■ Goal 1
In the forum thread about GTX ink usage, below what percentage did the Brother rep say the waste should be?

■ Page
I received my GTX about a week ago now and the first thing I made sure to do was keep a detailed ink log. Obviously loading the machine eats a lot of ink but by the time both my white 700 cc ink cartridges were empty i had only used 524 cc's of white ink for both cartridges combined which seems pretty bad to since the cartridges have 1,400 cc's of ink combined. I understand there is going to be waste but my Brother rep told me it should be under 5%. Either my machine has issues or the GTX loads about 800 cc's of white ink into the lines when setting it up. Is anyone else seeing the same thing? Or can anyone explain what's going on with my machine?


----------



## ezlogos

don't know about the initial set up but every 24 shirt it dumps ink and maintenance solution like a pig.
keep us posted with you findings ive got a 200 pcs job this friday on black tees and will update you with the usage vs waste.


----------



## tusa

I don’t know how much ink is used to load the machine for the first time but it does use a lot because you’re filling all the lines which recirculates. Did you account for all the print tests that are done for the install? 

The first ink bag came with the machine free anyways so don’t feel so bad. You should try to measure how much ink is used with your next ink bag.


----------



## Crack Cat

I'm due to receive my ink order today so within a week I should be able to give you a better idea of my ink usage. What bugs me is that I asked my Brother rep several times what I should expect for white ink waste and I was told it was virtually nothing because the machine circulates the ink regularly. I had planned for the GTX to waste about 29% of every 1400 cc's of white ink but I have a feeling it will be closer to 45% which isn't great but I can work with that.

I will say in every other aspect the GTX is amazing from quality of print, maintenance requirements to the greatly reduced print times. I hope someone from Brother reads this and provides us with the basic information.


----------



## tusa

If the rep told you virtually nothing on ink waste, that’s complete bs. 

There’s waste and you still have to do maintenance with the GTX. But it’s a lot better than the previous GT-3. 

I’m too lazy to keep track of ink usage and waste, so I will wait to see what you find. Haha

One thing to consider is temp and humidity. I’ve been told that if it’s not within optimal range, the machine will do auto cleans more frequently.


----------



## Crack Cat

I contacted Brother and I'm told they'll have a response for me shortly. I'll let everyone know what I was told.


----------



## tusa

My guess is they will probably ask if you have latest firmware and then ask about temp/humidity. 

Good luck! Let us know if you find something else!

■ Goal 2
Please copy out every line of the rows that contains the string "face". Case counts.

■ Records for the exercise
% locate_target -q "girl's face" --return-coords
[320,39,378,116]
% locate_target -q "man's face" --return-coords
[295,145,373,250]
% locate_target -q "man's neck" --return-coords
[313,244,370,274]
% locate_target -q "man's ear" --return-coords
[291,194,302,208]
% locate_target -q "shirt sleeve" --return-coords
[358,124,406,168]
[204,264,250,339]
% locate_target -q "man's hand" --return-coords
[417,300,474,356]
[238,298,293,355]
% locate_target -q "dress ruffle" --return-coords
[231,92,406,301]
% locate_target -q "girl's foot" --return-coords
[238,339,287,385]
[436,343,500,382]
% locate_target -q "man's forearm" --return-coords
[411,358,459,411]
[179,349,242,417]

■ Exercise result 1
Under 5%.

■ Exercise result 2
% locate_target -q "girl's face" --return-coords
% locate_target -q "man's face" --return-coords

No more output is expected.